= Beginning of Section =

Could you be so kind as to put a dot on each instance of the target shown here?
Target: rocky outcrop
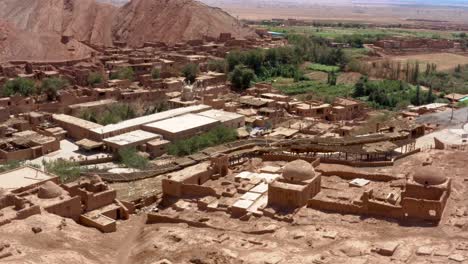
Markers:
(172, 21)
(136, 22)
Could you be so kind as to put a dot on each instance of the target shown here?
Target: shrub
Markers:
(218, 135)
(110, 115)
(217, 66)
(51, 86)
(190, 72)
(242, 77)
(95, 78)
(131, 159)
(20, 86)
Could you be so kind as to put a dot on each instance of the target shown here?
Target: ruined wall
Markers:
(422, 192)
(70, 208)
(176, 188)
(422, 209)
(351, 175)
(22, 154)
(197, 190)
(285, 157)
(335, 207)
(358, 163)
(27, 212)
(110, 227)
(95, 201)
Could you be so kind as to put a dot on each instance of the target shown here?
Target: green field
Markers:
(323, 68)
(336, 32)
(323, 90)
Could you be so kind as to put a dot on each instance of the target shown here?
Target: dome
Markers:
(298, 170)
(95, 179)
(429, 175)
(49, 190)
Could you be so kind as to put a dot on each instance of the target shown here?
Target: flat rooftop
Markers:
(221, 115)
(131, 138)
(139, 121)
(76, 121)
(23, 177)
(182, 123)
(93, 103)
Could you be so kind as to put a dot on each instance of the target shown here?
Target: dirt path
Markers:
(124, 251)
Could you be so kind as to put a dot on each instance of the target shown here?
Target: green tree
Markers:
(242, 77)
(190, 72)
(332, 78)
(132, 159)
(217, 66)
(418, 95)
(95, 78)
(51, 86)
(125, 73)
(360, 87)
(20, 86)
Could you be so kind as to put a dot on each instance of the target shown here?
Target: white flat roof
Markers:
(23, 177)
(132, 137)
(221, 115)
(76, 121)
(150, 118)
(182, 123)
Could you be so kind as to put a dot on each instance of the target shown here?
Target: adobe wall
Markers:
(358, 163)
(351, 175)
(335, 207)
(86, 221)
(285, 157)
(27, 212)
(22, 154)
(423, 192)
(197, 191)
(419, 208)
(172, 188)
(70, 208)
(95, 201)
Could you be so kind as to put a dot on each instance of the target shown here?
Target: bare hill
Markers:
(172, 21)
(17, 44)
(136, 22)
(84, 20)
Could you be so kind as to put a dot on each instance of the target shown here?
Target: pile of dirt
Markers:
(84, 20)
(40, 24)
(17, 44)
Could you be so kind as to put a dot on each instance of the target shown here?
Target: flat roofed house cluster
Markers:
(27, 191)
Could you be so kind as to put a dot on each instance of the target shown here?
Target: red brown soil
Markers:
(315, 237)
(140, 21)
(173, 21)
(16, 44)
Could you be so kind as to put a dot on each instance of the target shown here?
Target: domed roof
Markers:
(298, 170)
(49, 190)
(429, 175)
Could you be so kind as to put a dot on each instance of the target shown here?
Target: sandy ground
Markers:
(444, 61)
(314, 237)
(68, 150)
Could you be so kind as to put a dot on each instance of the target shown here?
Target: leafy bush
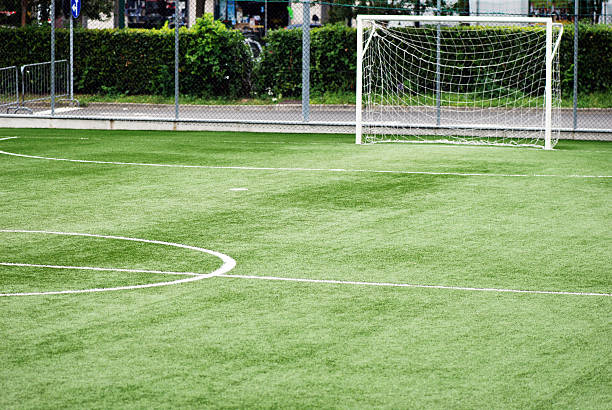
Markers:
(214, 60)
(333, 60)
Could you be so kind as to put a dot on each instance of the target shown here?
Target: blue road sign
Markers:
(75, 8)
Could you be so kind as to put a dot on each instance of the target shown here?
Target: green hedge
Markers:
(333, 58)
(214, 61)
(333, 61)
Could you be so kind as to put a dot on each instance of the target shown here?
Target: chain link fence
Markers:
(258, 62)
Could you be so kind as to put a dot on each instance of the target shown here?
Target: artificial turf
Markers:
(528, 220)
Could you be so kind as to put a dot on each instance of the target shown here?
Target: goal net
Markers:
(469, 80)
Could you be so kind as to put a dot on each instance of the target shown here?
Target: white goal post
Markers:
(458, 79)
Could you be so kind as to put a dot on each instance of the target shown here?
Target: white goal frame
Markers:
(550, 51)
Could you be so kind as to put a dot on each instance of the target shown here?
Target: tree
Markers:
(346, 10)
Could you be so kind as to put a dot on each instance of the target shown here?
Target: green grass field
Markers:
(311, 207)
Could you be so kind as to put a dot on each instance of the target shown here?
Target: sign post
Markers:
(75, 10)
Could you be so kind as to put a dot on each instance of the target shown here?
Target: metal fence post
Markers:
(306, 60)
(52, 58)
(438, 60)
(176, 60)
(71, 58)
(575, 112)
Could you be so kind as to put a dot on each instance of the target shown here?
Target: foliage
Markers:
(214, 60)
(333, 57)
(38, 11)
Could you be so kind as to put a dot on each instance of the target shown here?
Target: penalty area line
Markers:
(409, 285)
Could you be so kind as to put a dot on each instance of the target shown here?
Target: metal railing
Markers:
(9, 88)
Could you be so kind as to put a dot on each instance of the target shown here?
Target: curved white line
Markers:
(408, 285)
(247, 168)
(94, 268)
(228, 264)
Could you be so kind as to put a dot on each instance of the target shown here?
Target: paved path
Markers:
(597, 119)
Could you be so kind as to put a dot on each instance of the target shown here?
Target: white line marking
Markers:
(32, 265)
(228, 264)
(247, 168)
(408, 285)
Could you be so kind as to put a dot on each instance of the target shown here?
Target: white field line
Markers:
(408, 285)
(248, 168)
(228, 264)
(33, 265)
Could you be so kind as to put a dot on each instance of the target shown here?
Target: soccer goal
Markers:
(456, 79)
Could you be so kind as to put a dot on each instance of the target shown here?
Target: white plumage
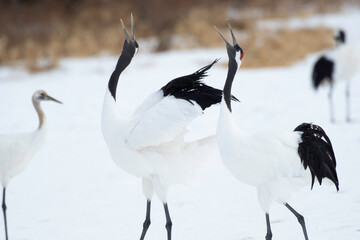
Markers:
(339, 64)
(268, 161)
(275, 163)
(150, 143)
(17, 150)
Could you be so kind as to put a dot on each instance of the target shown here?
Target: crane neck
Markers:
(232, 68)
(122, 63)
(40, 113)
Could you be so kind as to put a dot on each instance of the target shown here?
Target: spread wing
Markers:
(163, 122)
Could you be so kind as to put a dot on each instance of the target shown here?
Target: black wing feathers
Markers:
(190, 88)
(316, 152)
(323, 70)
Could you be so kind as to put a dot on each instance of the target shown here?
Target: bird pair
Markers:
(150, 143)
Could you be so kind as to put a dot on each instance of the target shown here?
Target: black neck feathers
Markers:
(192, 89)
(232, 68)
(123, 61)
(322, 71)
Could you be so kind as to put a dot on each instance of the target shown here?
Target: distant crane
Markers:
(339, 64)
(150, 144)
(17, 150)
(276, 164)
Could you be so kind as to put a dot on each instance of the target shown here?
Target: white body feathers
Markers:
(150, 144)
(269, 162)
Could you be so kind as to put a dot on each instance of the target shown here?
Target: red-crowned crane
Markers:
(150, 143)
(17, 150)
(275, 163)
(339, 64)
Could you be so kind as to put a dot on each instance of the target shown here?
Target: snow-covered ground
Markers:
(73, 190)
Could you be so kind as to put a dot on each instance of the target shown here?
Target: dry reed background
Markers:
(40, 32)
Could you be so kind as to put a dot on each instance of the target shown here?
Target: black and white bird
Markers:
(339, 64)
(17, 150)
(150, 143)
(275, 163)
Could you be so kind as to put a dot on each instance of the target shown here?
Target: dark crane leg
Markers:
(331, 104)
(4, 211)
(348, 101)
(300, 219)
(147, 221)
(168, 221)
(269, 233)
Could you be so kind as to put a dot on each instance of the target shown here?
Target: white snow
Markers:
(73, 190)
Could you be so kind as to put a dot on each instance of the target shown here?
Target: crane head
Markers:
(340, 37)
(41, 95)
(234, 50)
(130, 42)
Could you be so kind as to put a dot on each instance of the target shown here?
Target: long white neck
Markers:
(226, 123)
(40, 113)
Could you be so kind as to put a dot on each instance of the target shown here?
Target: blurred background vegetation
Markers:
(40, 32)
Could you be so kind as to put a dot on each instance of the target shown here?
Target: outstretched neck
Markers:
(232, 68)
(41, 115)
(123, 61)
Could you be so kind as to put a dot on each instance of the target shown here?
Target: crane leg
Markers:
(168, 221)
(331, 105)
(147, 221)
(4, 211)
(347, 102)
(300, 219)
(269, 233)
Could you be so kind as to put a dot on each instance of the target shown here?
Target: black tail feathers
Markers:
(316, 152)
(191, 88)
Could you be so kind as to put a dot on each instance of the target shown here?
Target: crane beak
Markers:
(132, 28)
(127, 36)
(49, 98)
(231, 31)
(232, 34)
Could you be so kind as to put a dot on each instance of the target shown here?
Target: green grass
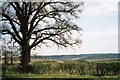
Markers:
(11, 73)
(30, 75)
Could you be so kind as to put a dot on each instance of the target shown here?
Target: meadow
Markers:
(43, 68)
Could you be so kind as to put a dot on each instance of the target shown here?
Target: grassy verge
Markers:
(30, 75)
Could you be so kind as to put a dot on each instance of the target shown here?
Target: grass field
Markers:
(54, 65)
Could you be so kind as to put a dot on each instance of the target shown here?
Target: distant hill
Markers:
(81, 56)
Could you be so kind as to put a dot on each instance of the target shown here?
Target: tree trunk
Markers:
(11, 59)
(25, 57)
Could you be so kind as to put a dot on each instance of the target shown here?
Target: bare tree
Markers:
(32, 24)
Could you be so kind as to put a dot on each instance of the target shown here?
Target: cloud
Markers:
(100, 8)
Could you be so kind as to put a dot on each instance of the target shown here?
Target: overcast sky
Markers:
(99, 21)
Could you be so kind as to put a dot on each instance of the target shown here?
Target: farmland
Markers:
(80, 68)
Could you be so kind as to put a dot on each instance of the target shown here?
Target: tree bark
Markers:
(25, 57)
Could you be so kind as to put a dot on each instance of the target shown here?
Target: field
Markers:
(44, 68)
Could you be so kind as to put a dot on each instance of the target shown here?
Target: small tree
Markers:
(32, 24)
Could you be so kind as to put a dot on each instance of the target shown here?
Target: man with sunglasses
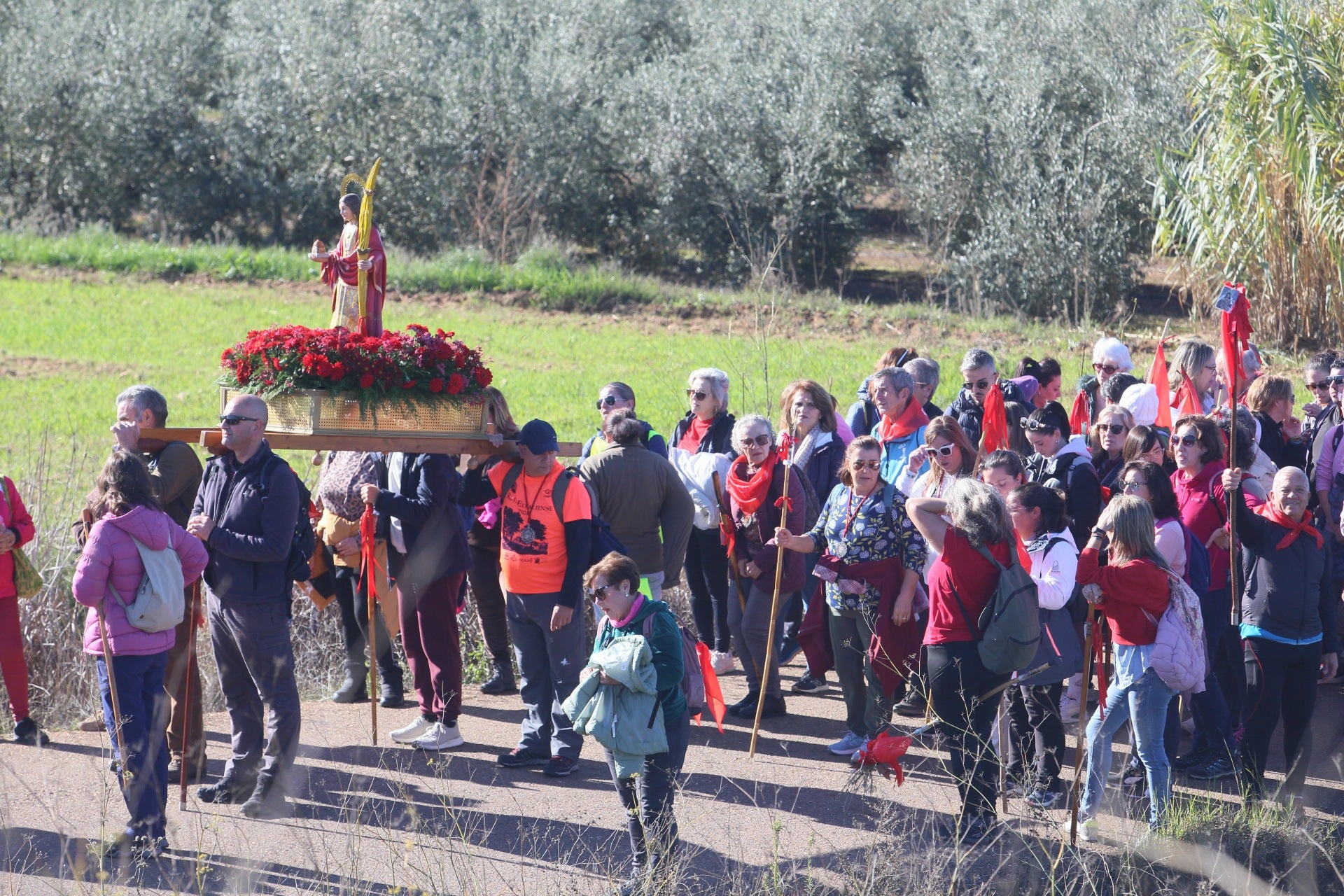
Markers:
(612, 398)
(246, 512)
(979, 372)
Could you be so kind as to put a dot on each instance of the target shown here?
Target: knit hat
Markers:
(1142, 400)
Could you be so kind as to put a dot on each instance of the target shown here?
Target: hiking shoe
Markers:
(26, 731)
(848, 745)
(1212, 770)
(519, 758)
(723, 663)
(500, 680)
(440, 736)
(559, 767)
(410, 734)
(811, 684)
(226, 790)
(268, 801)
(1190, 761)
(1042, 798)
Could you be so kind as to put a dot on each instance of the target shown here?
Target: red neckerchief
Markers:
(750, 493)
(1294, 530)
(910, 419)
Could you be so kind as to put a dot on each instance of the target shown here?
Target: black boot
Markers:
(502, 679)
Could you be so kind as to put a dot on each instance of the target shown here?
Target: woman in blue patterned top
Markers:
(872, 566)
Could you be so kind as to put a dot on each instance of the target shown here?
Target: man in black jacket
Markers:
(428, 559)
(246, 512)
(1288, 625)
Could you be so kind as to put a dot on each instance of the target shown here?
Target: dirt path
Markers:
(388, 820)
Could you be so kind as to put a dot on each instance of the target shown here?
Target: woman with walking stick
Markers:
(132, 662)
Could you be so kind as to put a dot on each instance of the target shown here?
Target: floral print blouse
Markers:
(873, 535)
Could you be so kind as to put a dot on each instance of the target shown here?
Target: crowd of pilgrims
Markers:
(889, 545)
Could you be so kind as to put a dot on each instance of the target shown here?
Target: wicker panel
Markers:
(324, 414)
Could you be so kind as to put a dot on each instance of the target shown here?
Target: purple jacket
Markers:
(111, 554)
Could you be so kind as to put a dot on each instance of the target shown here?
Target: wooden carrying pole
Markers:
(774, 606)
(1089, 630)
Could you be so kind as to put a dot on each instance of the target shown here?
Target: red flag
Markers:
(993, 434)
(1158, 377)
(1187, 402)
(1079, 418)
(713, 694)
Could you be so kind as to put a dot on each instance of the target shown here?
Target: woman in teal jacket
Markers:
(613, 583)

= End of Section =

## ACTIVITY
Copy out every line in the listing where the word "with" appears.

## OUTPUT
Target: man with sunglasses
Target: woman with walking stick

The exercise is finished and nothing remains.